• [O que fazer]:
A - Traduza para o inglês esta frase do trecho sobre sardinhas enlatadas: "É a primeira vez que faço conserva de sardinhas."
B - Edite a parte dos registros que começa na linha que contém "TARGET = thin wooden stick" e termina na linha que contém "282), (463, 297)]". Troque "wooden" por "bamboo", não mude mais nada e mostre só essas linhas.

• [Trecho da página]:
· · · · · · ·

TEXTO: CONSTANCE ESCOBAR E THIAGO NASSER
FOTOS: SAMUEL ANTONINI

Fora da lata

Embora tenha apreciadores mundo afora, no Brasil a sardinha enlatada é subestimada. Parece ser ainda rotulada como fonte rápida, barata e conveniente de calorias e proteínas, ideal para estudantes com muita pressa e pouca habilidade na cozinha ou para famílias com
orçamentos apertados. As benesses prometidas pelos ácidos graxos ômega-3 eventualmente lhe garantem mais alguns consumidores. Mas, de modo geral, a ela não se atribui grande valor: o uso culinário não costuma ir além do tradicional cuscuz-paulista.

Para FEIRA, mais importante que o apelo econômico ou nutricional do produto é ponderar se, bem feito ou bem aproveitado, ele poderia ser apreciado no mesmo patamar gastronômico de um peixe fresco.

Com esse enfoque, organizamos uma degustação que reuniu quatro avaliadores para uma informal troca de ideias a respeito do que experimentamos – sem fichas técnicas nem atribuição de notas. Além dos idealizadores da revista, participaram o chef Rafa Costa e Silva (do restaurante Lasai, em Botafogo) e Sacha Mollaret, sócio do Marchezinho (misto de café, bistrô e mercearia, também em Botafogo).

Selecionamos marcas brasileiras e portuguesas que pudessem ser facilmente encontradas nos mercados em diferentes bairros da cidade: 88, Gomes da Costa, Pescador e Coqueiro (brasileiras), além de Ramirez e Cofisa (portuguesas).

Como calhou de o encontro ocorrer logo após o fim do período de defeso da sardinha, Rafa resolveu incrementar a degustação, levando algumas conservas que vinha testando com os 50 quilos de peixe que havia recebido dias antes em seu restaurante. “É a primeira vez que faço conserva de sardinhas. Essas vieram de Cabo Frio, chegaram logo depois do defeso. Testei com e sem película, fiz algumas só com sal e erva, e outras com vinagre de caqui e funcho”, conta o chef.

Embora sardinhas enlatadas sejam um tipo de conserva, sabíamos de antemão que a competição seria desleal. Ainda assim, incorporamos os exemplares com nobre objetivo: avaliar o contraste entre o produto artesanal e o industrial.

VEREDITO

As sardinhas enlatadas brasileiras, de modo geral, deixaram a desejar em todos os quesitos: a carne esfarelava ao primeiro toque do garfo, o sabor não era marcante, e a limpeza dos peixes evidenciava desleixo (Gomes da Costa e 88 apresentavam muitas escamas, e vísceras comprometeram o sabor das sardinhas Coqueiro).

· · · · · · ·

• [Entradas de um conjunto de dados de apontamento]:

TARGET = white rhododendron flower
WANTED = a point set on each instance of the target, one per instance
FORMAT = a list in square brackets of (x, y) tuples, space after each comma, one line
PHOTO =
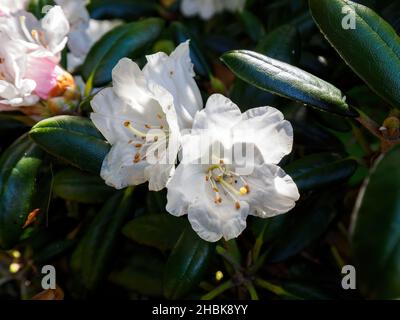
[(29, 57), (84, 31), (208, 8), (219, 192), (140, 117), (8, 7)]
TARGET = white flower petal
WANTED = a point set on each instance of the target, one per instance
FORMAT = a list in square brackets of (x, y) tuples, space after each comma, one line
[(175, 74), (272, 191), (184, 186), (213, 221), (267, 129)]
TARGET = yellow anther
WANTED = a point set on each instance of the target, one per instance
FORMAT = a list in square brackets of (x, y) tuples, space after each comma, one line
[(219, 275)]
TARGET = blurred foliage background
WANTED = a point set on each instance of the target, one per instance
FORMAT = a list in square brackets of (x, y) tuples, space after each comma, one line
[(124, 245)]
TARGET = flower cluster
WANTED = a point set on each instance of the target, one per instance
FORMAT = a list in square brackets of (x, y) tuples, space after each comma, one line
[(30, 55), (228, 160)]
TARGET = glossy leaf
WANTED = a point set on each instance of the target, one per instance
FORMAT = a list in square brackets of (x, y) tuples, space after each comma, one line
[(320, 170), (126, 40), (122, 9), (142, 273), (282, 44), (92, 258), (21, 190), (186, 264), (287, 81), (73, 139), (371, 49), (252, 25), (160, 231), (376, 231), (75, 185)]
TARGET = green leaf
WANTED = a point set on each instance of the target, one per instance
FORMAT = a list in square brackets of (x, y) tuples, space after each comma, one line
[(287, 81), (186, 265), (73, 139), (320, 170), (376, 231), (122, 9), (288, 234), (21, 188), (36, 7), (160, 231), (200, 63), (94, 254), (75, 185), (282, 44), (372, 49), (142, 273), (52, 250), (123, 41)]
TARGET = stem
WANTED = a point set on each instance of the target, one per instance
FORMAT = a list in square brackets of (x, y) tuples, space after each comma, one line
[(370, 125), (218, 290)]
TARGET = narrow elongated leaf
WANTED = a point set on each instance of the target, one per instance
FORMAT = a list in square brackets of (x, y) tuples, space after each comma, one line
[(286, 80), (92, 258), (282, 44), (186, 264), (122, 9), (376, 231), (371, 47), (73, 139), (320, 170), (142, 273), (161, 231), (75, 185), (20, 189), (123, 41)]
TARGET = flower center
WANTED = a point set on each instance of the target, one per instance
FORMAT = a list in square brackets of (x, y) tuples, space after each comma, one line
[(148, 138), (34, 36), (227, 182)]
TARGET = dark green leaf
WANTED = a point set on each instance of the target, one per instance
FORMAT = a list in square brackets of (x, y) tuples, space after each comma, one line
[(142, 273), (252, 25), (92, 258), (186, 265), (320, 170), (125, 40), (376, 231), (75, 185), (372, 49), (296, 230), (122, 9), (21, 189), (281, 44), (73, 139), (160, 231), (286, 80)]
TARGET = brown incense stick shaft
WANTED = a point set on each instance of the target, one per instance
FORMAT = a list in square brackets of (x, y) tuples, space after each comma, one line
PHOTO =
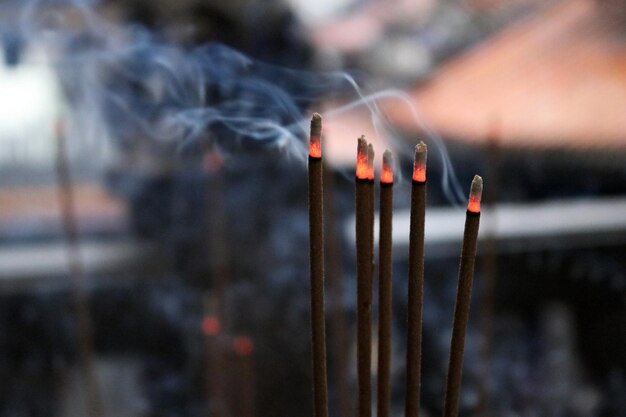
[(415, 299), (461, 314), (385, 299), (334, 276), (86, 355), (364, 296), (318, 331)]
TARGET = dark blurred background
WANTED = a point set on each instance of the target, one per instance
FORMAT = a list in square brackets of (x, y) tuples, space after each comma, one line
[(149, 272)]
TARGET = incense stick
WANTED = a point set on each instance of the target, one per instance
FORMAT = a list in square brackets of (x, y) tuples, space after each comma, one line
[(462, 305), (316, 232), (86, 349), (385, 286), (364, 281), (334, 276), (416, 283)]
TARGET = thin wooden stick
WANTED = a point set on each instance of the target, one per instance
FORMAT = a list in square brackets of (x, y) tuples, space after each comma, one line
[(316, 233), (334, 276), (86, 349), (416, 283), (385, 287), (364, 282), (463, 297)]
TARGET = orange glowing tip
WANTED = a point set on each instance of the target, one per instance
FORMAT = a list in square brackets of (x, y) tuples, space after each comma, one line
[(211, 326), (370, 162), (387, 173), (361, 159), (419, 163), (315, 143), (476, 194)]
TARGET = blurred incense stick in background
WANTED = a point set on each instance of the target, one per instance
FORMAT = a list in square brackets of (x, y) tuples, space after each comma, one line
[(80, 295)]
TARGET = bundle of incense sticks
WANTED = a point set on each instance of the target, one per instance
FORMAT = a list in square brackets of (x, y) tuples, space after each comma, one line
[(364, 200)]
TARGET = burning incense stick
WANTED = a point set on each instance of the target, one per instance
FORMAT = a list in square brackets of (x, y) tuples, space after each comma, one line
[(316, 233), (364, 281), (334, 277), (416, 283), (463, 296), (86, 349), (371, 201), (384, 289)]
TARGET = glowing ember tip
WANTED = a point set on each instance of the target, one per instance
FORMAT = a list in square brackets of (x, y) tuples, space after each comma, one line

· · · · · · ·

• [Respostas por tarefa]:
A - It's the first time I've made sardine preserves.

B -
TARGET = thin bamboo stick
WANTED = a point set on each instance of the target, one per instance
FORMAT = a list in square brackets of (x, y) tuples, space after each comma, one line
[(316, 233), (334, 276), (86, 349), (416, 283), (385, 287), (364, 282), (463, 297)]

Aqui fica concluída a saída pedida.